### SUPPLIED PASSAGE
★ ★ ★ ★ ★

Now we have some control in those random words over vowels and consonant structure. As well as repeated vowels and repeated consonants. It's starting to look more like Voynich instead of word soup but, those random words still don't look Voynich. Not enough rules. In order to get that right, I'd have to do some machine learning. Learning what letters follow what other letters, what bigrams follow other bigrams and add weighting to that.

To run this, download my Ledger_Scribe1.json from the repository and then:

py minimal_phrase_generator_v3.py --ledger Ledger_scribe1.json --pages 100 --print-all-pages

Code:
# minimal_phrase_generator_v3.py

#

# "Helped" version of the forum proposal:

#

#  1) fixed common words

#  2) fixed common combinations

#  3) mix those with occasional longer words

#  4) longer words are generated by using existing Ledger_scribe1.json

#  5) generated longer words may repeat locally

#

# Required external file:

#  Ledger_scribe1.json

#

# Example:

#  py minimal_phrase_generator_v3.py --ledger Ledger_scribe1.json --pages 100 --print-all-pages

import argparse

import json

import random

from collections import Counter

from pathlib import Path

# ============================================================

# SETTINGS

# ============================================================

DEFAULT_SEED = 42

DEFAULT_PAGES = 100

DEFAULT_WORDS_PER_PAGE = 95

DEFAULT_WORDS_PER_LINE = 8

# Uniform branch selection.

# This avoids hidden weighting between the three production modes.

MODES = [

    "common_word",

    "common_combination",

    "ledger_word",

]

# This is the smallest operational version of

# "random longer words which occasionally repeat."

LEDGER_WORD_REPEAT_CHANCE = 0.25

RECENT_LEDGER_WORD_WINDOW = 10

# Ledger does not encode word length, so this is the one explicit external assumption.

★ ★ ★ ★ ★

### TO DO
(a) Answer these questions about the phrase generator post:
(i) According to the author, what would have to be done to get the random words right?
(ii) Which file is named as the required external file?
(iii) What value is assigned to LEDGER_WORD_REPEAT_CHANCE?
(b) Copy the listing's lines, starting at the line with "If you could annotate the swan's neck in" and continuing through the listing's final line.
The listing has no connection to the phrase generator post.

Excerpt from a data file:
★ ★ ★ ★ ★

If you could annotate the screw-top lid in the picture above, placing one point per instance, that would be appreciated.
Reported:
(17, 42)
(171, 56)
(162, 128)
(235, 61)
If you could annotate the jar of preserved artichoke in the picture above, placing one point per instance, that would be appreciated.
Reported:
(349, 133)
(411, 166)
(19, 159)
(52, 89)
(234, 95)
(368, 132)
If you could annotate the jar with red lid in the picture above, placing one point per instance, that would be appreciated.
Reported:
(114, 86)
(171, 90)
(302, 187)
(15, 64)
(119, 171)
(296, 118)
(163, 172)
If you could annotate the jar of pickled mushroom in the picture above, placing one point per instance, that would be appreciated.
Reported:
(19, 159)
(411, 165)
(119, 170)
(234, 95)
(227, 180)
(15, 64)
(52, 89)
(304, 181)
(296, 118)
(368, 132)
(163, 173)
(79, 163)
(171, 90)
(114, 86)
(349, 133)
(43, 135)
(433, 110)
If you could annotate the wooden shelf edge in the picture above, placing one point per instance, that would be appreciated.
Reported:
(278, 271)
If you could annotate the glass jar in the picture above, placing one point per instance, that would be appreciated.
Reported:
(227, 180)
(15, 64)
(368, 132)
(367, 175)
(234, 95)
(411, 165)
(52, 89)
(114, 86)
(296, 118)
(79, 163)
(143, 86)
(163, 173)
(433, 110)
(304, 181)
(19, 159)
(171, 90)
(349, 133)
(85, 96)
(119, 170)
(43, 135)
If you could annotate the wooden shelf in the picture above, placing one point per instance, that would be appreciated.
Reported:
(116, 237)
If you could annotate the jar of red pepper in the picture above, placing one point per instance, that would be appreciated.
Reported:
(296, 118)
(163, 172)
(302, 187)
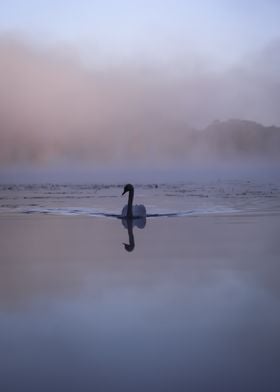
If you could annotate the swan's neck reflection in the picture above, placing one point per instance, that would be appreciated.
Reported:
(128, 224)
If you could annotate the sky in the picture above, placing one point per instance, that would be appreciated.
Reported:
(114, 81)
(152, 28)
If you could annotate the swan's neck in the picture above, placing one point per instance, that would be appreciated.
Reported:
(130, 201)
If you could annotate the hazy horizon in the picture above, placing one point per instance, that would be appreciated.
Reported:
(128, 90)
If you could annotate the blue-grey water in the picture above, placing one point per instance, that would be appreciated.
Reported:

★ ★ ★ ★ ★

### RESULTS FOR EACH TASK
(a)
(i) Some machine learning: learning which letters follow which other letters and which bigrams follow other bigrams, and adding weighting to that.
(ii) Ledger_scribe1.json
(iii) 0.25

(b)
If you could annotate the swan's neck in the picture above, placing one point per instance, that would be appreciated.
Reported:
(130, 201)
If you could annotate the hazy horizon in the picture above, placing one point per instance, that would be appreciated.
Reported:
(128, 90)
If you could annotate the blue-grey water in the picture above, placing one point per instance, that would be appreciated.
Reported:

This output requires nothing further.